## Set problem
Arrange every line of the material below as a numbered list, omitting any blank lines.

(Excerpts from a location annotation dataset)
--- begin ---
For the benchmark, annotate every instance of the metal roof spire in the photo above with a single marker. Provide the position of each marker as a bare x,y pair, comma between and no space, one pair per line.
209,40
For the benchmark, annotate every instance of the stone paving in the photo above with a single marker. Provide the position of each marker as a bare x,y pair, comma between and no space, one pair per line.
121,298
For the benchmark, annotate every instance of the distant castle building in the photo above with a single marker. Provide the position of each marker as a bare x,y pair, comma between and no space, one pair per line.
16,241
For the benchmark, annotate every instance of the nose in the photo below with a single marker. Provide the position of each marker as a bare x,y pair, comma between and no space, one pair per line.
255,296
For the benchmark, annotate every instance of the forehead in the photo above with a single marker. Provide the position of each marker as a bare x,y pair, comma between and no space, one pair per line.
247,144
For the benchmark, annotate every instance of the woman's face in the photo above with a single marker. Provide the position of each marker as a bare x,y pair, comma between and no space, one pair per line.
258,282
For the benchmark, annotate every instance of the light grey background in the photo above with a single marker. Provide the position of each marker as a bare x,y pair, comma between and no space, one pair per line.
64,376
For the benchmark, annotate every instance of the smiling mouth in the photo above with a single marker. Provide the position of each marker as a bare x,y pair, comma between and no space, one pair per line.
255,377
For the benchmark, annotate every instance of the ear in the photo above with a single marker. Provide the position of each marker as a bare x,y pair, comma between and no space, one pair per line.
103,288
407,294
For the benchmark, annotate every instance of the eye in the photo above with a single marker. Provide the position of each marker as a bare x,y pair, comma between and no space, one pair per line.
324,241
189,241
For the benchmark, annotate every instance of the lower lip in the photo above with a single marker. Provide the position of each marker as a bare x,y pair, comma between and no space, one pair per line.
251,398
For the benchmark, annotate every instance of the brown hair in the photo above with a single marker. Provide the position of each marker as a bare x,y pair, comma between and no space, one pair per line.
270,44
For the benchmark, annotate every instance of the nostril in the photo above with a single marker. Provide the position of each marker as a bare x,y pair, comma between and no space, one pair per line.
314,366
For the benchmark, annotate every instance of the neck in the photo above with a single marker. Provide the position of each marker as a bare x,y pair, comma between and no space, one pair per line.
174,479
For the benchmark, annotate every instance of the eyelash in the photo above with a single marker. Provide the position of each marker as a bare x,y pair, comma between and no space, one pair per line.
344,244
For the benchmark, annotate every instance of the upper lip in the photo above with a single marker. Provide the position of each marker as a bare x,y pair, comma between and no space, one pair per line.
--- end ---
## The result
1. For the benchmark, annotate every instance of the metal roof spire in the photo above with a single marker. Provide the position of each marker as a bare x,y pair, comma between and no space, one pair per line.
2. 209,40
3. For the benchmark, annotate every instance of the stone paving in the photo above with a single marker. Provide the position of each marker as a bare x,y pair, comma between and no space, one pair per line.
4. 121,298
5. For the benchmark, annotate every instance of the distant castle building in the photo above with a single marker. Provide the position of each marker as a bare x,y pair, comma between and no space, one pair per line.
6. 16,241
7. For the benchmark, annotate every instance of the nose in the photo below with a single marker. Provide the position of each marker as a bare x,y pair, comma between and no space, one pair per line.
8. 255,296
9. For the benchmark, annotate every instance of the forehead in the photo above with a single marker. Provide the position of each marker as a bare x,y pair, comma between and no space, one pair per line.
10. 247,144
11. For the benchmark, annotate every instance of the woman's face in the photo above with a single marker. Provide the position of each marker as a bare x,y pair, comma between and no space, one pair per line.
12. 258,282
13. For the benchmark, annotate every instance of the light grey background in the photo above with a single marker. Provide the position of each marker as a bare x,y pair, comma between and no space, one pair per line.
14. 64,376
15. For the benchmark, annotate every instance of the smiling mouth in the photo above with a single marker. Provide the position of each marker as a bare x,y pair, comma between and no space, one pair per line.
16. 255,377
17. For the benchmark, annotate every instance of the ear in the photo above with a single marker. Provide the position of each marker as a bare x,y pair, comma between and no space, one pair per line.
18. 103,288
19. 407,294
20. For the benchmark, annotate every instance of the eye in the photo above with a single marker. Provide the position of each marker as a bare x,y pair, comma between and no space, one pair per line.
21. 324,241
22. 189,241
23. For the benchmark, annotate every instance of the lower lip in the photo above with a single marker. Provide the position of each marker as a bare x,y pair, comma between and no space, one pair per line.
24. 251,398
25. For the benchmark, annotate every instance of the brown hair in the photo above with a single marker. Provide the position of each marker as a bare x,y pair, comma between and no space, one pair per line.
26. 270,44
27. For the benchmark, annotate every instance of the nostril in the photo above with a single marker. Provide the position of each marker as a bare x,y pair, comma between and no space, one pair per line.
28. 314,366
29. For the benchmark, annotate every instance of the neck in the photo above with a single marker. Provide the position of each marker as a bare x,y pair, comma between and no space, one pair per line.
30. 174,479
31. For the benchmark, annotate every instance of the eyelash in the photo above with a single marker. Provide the position of each marker as a bare x,y pair, comma between and no space, one pair per line.
32. 344,244
33. For the benchmark, annotate every instance of the upper lip in the photo above with a single marker. Provide the position of each marker as a bare x,y pair, comma between and no space, one pair per line.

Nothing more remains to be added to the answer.